1.2Il est donc primordial de continuer à œuvrer pour parachever le marché unique, en l’étendant aux secteurs de la finance, des communications électroniques et de l’énergie, ainsi qu’en le renforçant dans le domaine des services.
1.3Les institutions de l’Union européenne et ses États membres doivent ouvrir un débat en bonne et due forme sur les règles fondamentales de l’Union et sur l’adéquation des traités en vigueur au regard des défis actuels, qui exigent de la célérité dans la pensée comme dans l’action.
1.4Le CESE invite les institutions européennes à aller de l’avant dans l’achèvement du marché unique, tout en restant très attentives à la durabilité environnementale, à la prospérité économique et à la cohésion sociale et territoriale, qu’elles devraient traiter comme des facteurs de compétitivité.
1.5Le CESE soutient l’analyse qu’effectuent les rapports Draghi et Letta quand ils rappellent qu’il est primordial qu’avec les valeurs et les règles qui sont les siennes, l’économie européenne retrouve sa compétitivité en consolidant sa place sur la scène internationale.
1.6Le CESE en appelle aux institutions de l’Union européenne pour qu’elles adoptent une politique industrielle capable de surmonter l’approche compartimentée qui prévaut aujourd’hui et se traduit par l’existence d’un faisceau de politiques industrielles nationales qui ne sont pas toujours coordonnées. De fait, présenter un front uni est la seule voie envisageable pour parvenir à proposer, en faveur du marché unique, cet arsenal efficace de dispositions fiscales, réglementaires, commerciales ou douanières et de mesures incitatives d’ordre financier dont on a besoin.
1.7Le CESE rappelle qu’il importe d’alléger la charge bureaucratique et les coûts de mise en conformité qui pèsent sur les entreprises, par l’amélioration de la réglementation et une réelle simplification des exigences administratives. Il serait très utile à cet égard de renforcer l’analyse qui est faite de l’impact des réglementations, notamment du point de vue de la compétitivité («contrôle de compétitivité»), afin de soutenir l’esprit d’entreprise et la création d’emplois de qualité, l’amélioration des conditions de travail ainsi qu’une croissance économique durable et la cohésion sociale.
1.8Le CESE espère que des choix réglementaires seront posés en vue de réduire les prix de l’énergie, et surtout de réduire les écarts de prix entre les États membres et entre l’Europe et d’autres économies. À ce titre, il serait souhaitable de recourir plus largement aux contrats d’écart compensatoire et de découpler le prix des énergies renouvelables et d’autres formes d’énergie peu émettrices de carbone de celui, plus volatile, des énergies fossiles. Il serait par ailleurs bienvenu et nécessaire d’augmenter les investissements dans le secteur des énergies renouvelables et des autres formes d’énergie à faible intensité de carbone.
- - -
> _Consigne 1_
Parmi les lignes ci-dessous, exprimez sous forme de liste JSON de chaînes tout ce qui va de la ligne contenant «the pine cone, each» jusqu'à celle contenant «87], [121, 73]]», ces deux lignes comprises. Mettez une chaîne par ligne et laissez de côté les lignes vides.
Le texte et les lignes n'ont aucun lien entre eux.

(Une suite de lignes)
- - -
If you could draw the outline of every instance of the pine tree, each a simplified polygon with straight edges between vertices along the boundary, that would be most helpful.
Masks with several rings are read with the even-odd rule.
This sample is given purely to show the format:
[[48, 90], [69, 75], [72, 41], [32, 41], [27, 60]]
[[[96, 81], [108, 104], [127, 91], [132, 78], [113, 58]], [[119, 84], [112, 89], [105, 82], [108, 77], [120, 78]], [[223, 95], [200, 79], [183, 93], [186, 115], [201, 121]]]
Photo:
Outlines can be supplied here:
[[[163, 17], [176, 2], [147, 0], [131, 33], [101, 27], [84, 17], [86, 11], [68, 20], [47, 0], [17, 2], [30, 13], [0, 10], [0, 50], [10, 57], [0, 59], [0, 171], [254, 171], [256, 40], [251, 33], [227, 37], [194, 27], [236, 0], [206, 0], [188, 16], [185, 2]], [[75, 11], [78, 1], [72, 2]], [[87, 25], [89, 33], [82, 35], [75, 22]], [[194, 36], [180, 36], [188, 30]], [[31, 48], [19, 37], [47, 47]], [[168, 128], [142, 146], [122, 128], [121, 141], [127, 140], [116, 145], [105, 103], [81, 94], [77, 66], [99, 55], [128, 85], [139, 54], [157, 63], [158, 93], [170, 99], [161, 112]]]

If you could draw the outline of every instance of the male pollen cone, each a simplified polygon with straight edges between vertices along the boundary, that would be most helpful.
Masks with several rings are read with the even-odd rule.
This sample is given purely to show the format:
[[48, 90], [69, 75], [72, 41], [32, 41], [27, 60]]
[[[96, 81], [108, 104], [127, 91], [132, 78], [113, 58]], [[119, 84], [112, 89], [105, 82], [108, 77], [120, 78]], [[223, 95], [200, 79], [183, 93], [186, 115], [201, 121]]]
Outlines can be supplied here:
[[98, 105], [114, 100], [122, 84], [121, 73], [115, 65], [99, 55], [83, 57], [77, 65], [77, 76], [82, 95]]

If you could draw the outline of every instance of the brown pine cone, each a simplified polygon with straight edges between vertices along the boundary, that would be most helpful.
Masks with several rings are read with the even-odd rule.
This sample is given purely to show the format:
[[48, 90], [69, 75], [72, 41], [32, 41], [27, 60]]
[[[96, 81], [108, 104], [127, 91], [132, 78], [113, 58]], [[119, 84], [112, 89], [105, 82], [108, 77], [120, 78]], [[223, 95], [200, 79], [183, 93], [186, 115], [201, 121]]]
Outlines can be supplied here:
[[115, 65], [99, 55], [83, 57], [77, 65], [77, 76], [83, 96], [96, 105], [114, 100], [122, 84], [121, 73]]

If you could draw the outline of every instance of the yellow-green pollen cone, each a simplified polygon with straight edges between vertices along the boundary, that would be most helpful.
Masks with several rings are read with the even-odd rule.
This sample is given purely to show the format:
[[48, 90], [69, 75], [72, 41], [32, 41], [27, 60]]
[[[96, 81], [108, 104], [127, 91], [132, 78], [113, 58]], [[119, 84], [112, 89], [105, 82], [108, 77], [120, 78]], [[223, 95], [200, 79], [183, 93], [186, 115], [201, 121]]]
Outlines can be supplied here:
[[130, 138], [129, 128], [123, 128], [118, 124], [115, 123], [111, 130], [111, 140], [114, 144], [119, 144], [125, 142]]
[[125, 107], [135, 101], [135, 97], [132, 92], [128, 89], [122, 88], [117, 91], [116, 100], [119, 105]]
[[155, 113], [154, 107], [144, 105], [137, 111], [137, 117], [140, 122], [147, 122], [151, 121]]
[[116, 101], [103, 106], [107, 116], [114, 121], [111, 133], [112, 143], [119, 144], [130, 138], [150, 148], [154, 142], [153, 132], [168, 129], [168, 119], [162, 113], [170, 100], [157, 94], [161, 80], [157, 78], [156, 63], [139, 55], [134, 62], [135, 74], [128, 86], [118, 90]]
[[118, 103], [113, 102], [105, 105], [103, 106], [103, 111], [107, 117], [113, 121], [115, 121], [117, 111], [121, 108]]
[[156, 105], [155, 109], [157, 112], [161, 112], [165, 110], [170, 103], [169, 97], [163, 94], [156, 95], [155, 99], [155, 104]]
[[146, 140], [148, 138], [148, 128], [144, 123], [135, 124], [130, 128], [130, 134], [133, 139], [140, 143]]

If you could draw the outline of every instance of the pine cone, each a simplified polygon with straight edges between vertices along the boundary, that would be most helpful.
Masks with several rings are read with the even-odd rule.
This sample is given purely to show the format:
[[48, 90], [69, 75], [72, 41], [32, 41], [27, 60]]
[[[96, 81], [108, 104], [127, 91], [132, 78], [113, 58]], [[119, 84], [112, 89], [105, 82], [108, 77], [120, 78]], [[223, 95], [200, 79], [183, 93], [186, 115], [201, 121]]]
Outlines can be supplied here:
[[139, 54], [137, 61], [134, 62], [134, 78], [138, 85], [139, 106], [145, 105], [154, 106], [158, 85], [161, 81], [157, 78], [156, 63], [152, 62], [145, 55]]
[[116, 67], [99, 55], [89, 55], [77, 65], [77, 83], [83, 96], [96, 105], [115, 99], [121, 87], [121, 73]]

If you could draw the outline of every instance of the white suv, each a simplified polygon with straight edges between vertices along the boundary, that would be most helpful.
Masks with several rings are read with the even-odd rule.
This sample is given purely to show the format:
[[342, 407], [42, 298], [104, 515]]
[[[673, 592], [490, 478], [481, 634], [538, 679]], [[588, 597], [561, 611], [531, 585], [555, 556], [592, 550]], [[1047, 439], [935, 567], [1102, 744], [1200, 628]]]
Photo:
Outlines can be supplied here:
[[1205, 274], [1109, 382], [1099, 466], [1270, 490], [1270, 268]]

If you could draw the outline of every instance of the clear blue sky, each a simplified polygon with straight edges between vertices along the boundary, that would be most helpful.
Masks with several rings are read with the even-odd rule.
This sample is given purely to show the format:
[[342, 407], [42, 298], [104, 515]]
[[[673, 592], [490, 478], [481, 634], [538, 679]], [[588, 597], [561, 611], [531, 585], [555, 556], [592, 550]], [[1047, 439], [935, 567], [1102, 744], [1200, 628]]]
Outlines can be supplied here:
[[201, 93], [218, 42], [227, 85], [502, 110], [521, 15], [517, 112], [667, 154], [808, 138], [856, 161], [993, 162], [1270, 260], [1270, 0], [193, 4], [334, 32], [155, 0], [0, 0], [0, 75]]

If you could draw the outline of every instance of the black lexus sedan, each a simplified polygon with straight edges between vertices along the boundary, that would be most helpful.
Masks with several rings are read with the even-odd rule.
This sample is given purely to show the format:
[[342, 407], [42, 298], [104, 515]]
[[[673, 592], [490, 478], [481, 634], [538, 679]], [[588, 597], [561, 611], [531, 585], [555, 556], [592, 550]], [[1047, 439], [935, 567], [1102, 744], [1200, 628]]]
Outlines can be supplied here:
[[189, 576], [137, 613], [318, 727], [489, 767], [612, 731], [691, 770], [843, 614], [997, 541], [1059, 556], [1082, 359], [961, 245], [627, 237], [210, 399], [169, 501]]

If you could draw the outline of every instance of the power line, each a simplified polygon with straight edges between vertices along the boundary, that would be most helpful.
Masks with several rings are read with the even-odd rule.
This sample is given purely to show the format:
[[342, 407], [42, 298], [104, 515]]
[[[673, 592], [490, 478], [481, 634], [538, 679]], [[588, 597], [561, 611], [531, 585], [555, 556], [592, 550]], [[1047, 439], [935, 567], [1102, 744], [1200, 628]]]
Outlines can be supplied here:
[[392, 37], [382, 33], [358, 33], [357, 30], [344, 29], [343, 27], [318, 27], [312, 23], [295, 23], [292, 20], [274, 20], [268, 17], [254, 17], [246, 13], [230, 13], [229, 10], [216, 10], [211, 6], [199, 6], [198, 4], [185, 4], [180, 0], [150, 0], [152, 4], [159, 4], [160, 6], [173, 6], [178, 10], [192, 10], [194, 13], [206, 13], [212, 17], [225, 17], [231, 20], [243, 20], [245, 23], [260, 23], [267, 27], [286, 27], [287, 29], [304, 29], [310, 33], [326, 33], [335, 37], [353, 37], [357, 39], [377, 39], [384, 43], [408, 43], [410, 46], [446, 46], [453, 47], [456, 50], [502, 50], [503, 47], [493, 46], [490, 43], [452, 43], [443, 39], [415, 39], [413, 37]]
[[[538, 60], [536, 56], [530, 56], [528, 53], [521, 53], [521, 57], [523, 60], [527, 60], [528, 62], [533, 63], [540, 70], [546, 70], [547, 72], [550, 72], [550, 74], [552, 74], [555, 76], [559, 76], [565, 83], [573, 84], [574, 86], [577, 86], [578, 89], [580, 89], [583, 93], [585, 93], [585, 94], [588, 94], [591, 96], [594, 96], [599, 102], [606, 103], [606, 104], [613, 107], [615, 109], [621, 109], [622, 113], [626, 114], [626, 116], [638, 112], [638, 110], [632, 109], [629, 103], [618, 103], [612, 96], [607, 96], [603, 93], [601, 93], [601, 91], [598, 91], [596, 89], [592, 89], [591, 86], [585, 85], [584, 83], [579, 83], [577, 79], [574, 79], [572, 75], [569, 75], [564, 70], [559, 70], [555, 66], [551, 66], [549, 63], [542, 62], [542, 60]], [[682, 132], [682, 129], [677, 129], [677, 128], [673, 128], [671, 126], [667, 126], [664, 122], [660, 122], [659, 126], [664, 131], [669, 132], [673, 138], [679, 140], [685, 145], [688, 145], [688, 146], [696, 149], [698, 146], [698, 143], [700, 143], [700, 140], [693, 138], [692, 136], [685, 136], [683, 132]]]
- - -
> _Consigne 2_
Reprenez mot pour mot le passage du texte sur le marché unique qui va de «1.3Les institutions de» jusqu'à «comme dans l’action.» inclus.

> _Réponse complète 1_
[
  "If you could draw the outline of every instance of the pine cone, each a simplified polygon with straight edges between vertices along the boundary, that would be most helpful.",
  "Masks with several rings are read with the even-odd rule.",
  "This sample is given purely to show the format:",
  "[[48, 90], [69, 75], [72, 41], [32, 41], [27, 60]]",
  "[[[96, 81], [108, 104], [127, 91], [132, 78], [113, 58]], [[119, 84], [112, 89], [105, 82], [108, 77], [120, 78]], [[223, 95], [200, 79], [183, 93], [186, 115], [201, 121]]]",
  "Outlines can be supplied here:",
  "[[139, 54], [137, 61], [134, 62], [134, 78], [138, 85], [139, 106], [145, 105], [154, 106], [158, 85], [161, 81], [157, 78], [156, 63], [152, 62], [145, 55]]",
  "[[116, 67], [99, 55], [89, 55], [77, 65], [77, 83], [83, 96], [96, 105], [115, 99], [121, 87], [121, 73]]"
]

> _Réponse complète 2_
1.3Les institutions de l’Union européenne et ses États membres doivent ouvrir un débat en bonne et due forme sur les règles fondamentales de l’Union et sur l’adéquation des traités en vigueur au regard des défis actuels, qui exigent de la célérité dans la pensée comme dans l’action.